Can you write out the lines again, starting with the line containing "Sample: x=0, y=256." and going on through the line containing "x=231, y=189", requests included, but with every answer coordinate shifted up by 101?

─── GIVEN DATA ───

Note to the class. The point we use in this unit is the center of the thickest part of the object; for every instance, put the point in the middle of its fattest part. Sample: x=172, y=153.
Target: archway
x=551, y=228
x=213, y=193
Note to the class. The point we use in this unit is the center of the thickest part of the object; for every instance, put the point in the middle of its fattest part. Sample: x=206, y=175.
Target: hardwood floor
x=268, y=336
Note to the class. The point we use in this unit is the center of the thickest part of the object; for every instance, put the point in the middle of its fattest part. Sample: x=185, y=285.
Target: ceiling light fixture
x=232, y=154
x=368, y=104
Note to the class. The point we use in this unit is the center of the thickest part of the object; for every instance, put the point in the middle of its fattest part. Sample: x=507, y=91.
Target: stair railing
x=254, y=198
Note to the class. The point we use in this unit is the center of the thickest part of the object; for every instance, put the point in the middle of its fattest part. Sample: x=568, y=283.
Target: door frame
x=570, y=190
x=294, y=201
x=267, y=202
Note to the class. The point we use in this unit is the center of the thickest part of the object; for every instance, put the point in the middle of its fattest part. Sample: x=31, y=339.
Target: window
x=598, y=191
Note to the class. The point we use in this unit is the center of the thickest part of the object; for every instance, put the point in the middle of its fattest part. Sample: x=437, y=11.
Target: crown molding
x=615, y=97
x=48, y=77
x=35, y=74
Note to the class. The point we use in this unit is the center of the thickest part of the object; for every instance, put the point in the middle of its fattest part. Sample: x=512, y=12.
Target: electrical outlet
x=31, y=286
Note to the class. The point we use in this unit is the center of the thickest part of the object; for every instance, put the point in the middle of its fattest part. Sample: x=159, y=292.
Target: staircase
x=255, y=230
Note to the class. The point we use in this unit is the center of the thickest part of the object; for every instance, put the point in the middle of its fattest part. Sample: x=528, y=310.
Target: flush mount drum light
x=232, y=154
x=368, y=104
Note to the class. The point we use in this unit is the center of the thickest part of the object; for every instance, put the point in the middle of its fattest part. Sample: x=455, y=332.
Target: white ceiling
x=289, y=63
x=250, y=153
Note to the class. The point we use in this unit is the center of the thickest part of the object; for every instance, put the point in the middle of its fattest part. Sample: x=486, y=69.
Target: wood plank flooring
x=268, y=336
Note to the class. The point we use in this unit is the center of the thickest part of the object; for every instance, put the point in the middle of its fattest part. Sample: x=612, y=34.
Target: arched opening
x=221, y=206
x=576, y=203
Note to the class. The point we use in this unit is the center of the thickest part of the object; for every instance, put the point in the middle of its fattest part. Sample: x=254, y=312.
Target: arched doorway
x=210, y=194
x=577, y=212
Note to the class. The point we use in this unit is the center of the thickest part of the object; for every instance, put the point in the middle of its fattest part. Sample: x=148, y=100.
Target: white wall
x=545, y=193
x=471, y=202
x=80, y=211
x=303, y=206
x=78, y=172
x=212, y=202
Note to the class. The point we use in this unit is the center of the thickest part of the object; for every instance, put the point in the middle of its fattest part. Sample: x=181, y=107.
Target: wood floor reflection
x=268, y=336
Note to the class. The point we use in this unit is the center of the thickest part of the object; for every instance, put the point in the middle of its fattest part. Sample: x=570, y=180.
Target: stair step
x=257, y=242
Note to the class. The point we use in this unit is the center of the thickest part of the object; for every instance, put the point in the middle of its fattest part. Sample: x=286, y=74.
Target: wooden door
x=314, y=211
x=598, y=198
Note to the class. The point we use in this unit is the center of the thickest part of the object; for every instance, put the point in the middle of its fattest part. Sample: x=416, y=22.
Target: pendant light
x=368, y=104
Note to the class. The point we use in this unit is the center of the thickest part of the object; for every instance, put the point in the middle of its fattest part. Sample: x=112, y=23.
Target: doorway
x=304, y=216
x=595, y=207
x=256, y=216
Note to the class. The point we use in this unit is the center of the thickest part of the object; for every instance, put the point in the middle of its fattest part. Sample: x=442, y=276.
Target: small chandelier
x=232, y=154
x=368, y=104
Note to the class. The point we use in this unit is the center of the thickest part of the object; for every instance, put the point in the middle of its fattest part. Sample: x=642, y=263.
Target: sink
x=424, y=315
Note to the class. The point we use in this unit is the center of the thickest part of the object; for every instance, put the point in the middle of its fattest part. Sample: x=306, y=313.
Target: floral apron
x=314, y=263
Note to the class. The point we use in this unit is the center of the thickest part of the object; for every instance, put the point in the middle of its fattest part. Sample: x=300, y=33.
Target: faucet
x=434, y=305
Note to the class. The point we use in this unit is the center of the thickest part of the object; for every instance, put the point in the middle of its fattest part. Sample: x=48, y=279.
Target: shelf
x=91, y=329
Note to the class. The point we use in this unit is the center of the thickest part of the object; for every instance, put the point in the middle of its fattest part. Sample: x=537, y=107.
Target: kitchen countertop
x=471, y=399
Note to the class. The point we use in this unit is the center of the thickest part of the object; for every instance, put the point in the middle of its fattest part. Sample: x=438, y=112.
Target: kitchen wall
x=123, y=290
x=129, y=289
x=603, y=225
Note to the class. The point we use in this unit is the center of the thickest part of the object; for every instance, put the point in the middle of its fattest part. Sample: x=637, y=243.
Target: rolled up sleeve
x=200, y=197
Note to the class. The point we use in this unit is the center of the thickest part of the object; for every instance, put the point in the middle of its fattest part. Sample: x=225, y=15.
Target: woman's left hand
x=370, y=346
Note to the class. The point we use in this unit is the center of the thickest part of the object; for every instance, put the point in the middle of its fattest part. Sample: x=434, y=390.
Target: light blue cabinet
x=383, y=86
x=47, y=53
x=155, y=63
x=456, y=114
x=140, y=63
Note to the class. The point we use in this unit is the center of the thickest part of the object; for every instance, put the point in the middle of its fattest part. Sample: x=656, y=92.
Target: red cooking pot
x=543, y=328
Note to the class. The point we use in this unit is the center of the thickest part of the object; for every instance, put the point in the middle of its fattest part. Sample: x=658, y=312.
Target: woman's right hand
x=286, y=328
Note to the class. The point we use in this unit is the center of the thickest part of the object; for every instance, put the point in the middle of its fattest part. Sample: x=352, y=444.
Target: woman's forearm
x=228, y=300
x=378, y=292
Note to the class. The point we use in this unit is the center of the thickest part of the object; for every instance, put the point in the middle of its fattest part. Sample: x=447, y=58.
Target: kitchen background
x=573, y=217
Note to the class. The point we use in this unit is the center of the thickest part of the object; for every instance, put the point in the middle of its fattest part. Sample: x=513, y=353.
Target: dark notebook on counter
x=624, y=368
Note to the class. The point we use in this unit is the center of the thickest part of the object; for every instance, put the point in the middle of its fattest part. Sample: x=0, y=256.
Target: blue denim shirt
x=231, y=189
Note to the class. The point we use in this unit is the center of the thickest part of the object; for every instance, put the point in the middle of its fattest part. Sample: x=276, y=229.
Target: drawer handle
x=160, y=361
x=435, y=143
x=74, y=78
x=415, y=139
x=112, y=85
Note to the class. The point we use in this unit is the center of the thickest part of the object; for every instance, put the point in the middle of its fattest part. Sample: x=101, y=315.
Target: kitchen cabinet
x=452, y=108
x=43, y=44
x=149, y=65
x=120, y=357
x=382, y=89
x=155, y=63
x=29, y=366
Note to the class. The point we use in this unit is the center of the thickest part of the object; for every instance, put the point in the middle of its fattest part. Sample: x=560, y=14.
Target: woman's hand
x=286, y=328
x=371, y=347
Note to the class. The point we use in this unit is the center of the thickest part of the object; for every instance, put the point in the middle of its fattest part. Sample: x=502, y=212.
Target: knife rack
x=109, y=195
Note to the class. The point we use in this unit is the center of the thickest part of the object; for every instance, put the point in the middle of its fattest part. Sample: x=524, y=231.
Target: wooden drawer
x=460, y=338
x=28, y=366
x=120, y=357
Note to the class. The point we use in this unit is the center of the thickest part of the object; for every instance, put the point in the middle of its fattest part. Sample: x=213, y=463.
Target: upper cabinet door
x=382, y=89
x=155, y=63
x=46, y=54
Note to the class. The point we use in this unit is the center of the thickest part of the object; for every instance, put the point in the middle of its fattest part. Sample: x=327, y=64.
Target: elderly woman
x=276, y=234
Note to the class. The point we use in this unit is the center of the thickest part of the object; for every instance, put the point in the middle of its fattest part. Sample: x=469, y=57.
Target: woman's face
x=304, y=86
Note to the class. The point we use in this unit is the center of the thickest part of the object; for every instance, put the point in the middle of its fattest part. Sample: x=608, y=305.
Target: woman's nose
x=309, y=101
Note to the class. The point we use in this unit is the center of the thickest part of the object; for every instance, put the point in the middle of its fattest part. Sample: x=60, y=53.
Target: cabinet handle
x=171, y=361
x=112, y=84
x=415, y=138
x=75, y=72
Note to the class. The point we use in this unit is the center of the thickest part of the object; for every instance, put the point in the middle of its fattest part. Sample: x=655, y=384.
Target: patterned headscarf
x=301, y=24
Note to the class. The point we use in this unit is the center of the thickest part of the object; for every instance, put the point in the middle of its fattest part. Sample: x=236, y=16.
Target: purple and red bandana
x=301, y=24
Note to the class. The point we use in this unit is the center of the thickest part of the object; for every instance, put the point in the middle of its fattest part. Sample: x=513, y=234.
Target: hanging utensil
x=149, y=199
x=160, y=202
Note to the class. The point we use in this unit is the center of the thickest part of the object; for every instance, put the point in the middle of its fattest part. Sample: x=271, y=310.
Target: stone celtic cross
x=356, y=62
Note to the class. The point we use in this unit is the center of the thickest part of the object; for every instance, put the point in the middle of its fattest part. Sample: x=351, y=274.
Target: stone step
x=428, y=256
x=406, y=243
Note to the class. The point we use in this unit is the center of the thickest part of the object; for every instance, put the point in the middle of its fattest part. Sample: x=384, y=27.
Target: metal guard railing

───
─── GIVEN DATA ───

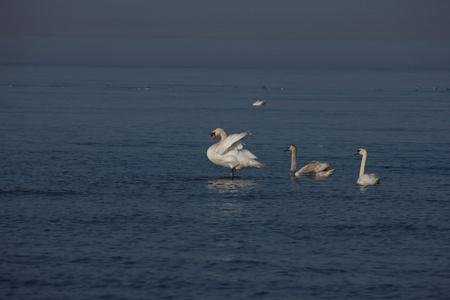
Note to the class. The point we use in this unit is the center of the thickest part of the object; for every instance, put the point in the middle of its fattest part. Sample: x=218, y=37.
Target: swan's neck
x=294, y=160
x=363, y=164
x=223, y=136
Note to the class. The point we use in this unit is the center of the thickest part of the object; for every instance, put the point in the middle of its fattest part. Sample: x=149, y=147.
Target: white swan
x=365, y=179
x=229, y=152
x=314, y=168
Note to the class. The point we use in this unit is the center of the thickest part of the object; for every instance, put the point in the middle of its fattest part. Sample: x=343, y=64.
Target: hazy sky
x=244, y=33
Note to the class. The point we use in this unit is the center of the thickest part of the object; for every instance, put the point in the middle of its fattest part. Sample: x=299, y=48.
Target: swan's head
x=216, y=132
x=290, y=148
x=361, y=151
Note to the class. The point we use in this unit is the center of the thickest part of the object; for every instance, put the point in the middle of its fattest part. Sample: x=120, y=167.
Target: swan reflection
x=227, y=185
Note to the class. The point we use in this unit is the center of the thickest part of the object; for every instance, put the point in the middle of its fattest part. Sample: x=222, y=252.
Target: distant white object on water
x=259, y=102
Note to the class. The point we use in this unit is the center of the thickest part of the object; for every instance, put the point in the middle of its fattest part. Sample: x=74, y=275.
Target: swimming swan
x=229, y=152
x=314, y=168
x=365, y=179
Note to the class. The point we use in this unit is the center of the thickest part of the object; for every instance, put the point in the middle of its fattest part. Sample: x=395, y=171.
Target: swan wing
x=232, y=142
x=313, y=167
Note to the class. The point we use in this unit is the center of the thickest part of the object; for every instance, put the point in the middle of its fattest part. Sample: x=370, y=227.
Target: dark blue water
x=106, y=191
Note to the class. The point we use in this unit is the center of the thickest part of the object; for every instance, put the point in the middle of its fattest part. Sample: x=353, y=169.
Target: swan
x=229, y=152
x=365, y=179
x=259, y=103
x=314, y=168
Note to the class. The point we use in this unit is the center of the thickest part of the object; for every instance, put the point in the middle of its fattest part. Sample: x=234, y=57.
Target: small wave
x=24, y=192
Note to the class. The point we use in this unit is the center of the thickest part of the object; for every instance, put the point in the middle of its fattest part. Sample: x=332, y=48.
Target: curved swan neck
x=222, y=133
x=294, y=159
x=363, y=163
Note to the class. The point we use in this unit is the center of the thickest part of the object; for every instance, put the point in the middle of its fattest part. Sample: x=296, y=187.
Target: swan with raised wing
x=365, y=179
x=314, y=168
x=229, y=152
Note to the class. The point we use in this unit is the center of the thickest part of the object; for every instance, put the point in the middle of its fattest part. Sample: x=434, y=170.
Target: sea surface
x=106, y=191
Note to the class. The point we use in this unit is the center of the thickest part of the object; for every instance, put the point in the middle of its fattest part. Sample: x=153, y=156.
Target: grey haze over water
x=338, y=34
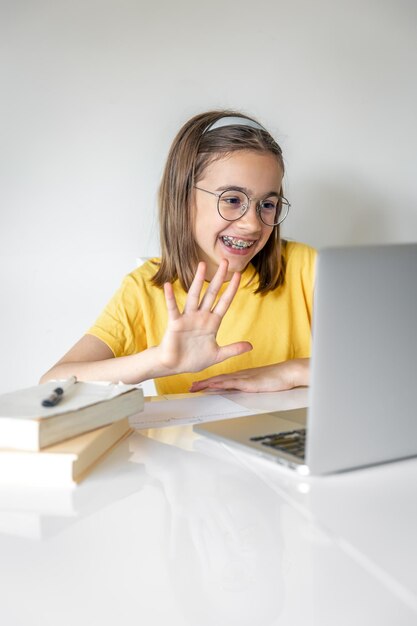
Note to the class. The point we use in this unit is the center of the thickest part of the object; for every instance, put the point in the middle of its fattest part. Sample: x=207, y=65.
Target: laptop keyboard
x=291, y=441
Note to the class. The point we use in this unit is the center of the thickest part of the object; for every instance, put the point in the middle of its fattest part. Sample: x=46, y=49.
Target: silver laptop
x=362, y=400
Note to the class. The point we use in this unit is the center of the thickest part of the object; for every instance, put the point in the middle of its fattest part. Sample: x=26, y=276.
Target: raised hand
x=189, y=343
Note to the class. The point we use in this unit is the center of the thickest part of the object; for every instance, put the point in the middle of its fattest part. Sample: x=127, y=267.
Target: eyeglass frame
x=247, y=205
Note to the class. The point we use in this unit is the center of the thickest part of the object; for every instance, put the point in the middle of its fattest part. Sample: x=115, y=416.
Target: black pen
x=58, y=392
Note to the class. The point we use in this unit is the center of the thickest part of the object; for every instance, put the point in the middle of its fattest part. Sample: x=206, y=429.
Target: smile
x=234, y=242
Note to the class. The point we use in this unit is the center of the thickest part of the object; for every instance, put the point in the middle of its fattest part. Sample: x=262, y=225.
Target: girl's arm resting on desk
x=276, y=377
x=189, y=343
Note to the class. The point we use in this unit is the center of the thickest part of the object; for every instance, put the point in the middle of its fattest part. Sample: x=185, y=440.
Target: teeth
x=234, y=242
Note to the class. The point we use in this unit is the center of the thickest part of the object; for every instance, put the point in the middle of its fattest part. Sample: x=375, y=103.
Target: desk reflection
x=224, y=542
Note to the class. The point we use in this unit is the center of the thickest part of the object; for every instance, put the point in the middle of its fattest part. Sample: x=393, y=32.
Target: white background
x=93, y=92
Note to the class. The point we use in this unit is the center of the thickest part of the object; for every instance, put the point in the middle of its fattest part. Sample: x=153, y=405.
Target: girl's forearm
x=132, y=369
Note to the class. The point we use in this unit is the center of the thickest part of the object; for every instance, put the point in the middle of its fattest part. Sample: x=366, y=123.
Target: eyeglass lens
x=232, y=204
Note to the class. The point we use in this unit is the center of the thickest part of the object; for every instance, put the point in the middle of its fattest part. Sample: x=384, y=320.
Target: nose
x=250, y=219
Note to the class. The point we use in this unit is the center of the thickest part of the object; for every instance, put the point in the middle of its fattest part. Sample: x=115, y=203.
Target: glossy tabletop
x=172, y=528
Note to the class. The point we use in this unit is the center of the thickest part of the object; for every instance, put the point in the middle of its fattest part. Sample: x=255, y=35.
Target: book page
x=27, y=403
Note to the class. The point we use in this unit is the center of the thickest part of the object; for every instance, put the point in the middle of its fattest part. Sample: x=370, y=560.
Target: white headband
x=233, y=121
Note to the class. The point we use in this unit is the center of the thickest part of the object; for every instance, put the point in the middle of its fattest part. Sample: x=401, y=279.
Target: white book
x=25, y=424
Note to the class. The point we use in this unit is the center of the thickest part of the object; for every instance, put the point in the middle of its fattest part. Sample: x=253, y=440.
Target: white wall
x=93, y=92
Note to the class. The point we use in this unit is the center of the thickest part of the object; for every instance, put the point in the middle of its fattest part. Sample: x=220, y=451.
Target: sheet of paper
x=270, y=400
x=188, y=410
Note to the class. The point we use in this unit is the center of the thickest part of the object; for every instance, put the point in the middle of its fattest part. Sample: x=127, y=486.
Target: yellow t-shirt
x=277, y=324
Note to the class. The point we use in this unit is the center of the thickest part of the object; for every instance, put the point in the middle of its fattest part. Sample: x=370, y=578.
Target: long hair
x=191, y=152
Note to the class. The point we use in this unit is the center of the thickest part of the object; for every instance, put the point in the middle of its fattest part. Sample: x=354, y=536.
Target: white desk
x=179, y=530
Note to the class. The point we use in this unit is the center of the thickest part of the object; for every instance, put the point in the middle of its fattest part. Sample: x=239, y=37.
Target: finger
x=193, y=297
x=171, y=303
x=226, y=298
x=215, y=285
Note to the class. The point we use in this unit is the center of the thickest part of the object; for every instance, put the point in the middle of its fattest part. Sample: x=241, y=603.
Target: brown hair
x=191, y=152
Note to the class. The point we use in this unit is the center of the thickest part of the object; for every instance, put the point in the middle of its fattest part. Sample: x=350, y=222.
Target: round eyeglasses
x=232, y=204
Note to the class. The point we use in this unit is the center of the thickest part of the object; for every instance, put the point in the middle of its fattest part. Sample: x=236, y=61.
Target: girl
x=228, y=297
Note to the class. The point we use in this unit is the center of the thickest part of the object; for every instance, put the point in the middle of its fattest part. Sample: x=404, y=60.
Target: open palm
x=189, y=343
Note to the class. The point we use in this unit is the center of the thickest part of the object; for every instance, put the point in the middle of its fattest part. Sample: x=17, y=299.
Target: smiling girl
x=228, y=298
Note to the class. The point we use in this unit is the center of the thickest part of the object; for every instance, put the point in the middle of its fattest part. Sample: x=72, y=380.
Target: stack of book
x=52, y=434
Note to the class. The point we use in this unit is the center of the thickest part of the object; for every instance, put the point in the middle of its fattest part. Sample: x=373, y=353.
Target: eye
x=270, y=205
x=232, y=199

───

FINAL ANSWER
Note to the class. The point we use in this unit is the center of the thickest part of the object; for every instance, put the point in the middle of its fattest part. Sample: x=0, y=256.
Target: blue denim shirt
x=332, y=290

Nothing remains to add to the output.